From the records below, determine the number of lines containing "shingle". Output that number alone.
(Information provided begins)
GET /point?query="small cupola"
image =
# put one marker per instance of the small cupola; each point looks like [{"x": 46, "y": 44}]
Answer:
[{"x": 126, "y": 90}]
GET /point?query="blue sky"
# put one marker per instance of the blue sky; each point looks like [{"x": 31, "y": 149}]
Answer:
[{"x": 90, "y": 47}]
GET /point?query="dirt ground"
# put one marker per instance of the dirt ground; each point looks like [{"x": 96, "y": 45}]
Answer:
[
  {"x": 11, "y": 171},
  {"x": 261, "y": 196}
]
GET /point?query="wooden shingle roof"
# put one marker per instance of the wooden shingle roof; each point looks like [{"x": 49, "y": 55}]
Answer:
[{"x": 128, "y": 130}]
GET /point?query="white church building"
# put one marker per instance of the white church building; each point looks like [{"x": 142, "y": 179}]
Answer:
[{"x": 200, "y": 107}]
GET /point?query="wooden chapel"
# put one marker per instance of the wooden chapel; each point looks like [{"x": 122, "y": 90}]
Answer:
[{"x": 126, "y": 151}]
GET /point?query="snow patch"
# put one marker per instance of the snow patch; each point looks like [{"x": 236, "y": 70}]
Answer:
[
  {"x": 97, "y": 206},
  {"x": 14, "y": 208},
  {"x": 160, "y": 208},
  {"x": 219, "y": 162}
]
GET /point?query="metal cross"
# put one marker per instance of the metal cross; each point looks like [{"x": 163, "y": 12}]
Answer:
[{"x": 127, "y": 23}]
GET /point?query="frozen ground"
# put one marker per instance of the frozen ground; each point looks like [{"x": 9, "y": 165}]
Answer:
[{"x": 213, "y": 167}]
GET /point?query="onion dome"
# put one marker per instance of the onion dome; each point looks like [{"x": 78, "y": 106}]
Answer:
(Information provided ends)
● Task answer
2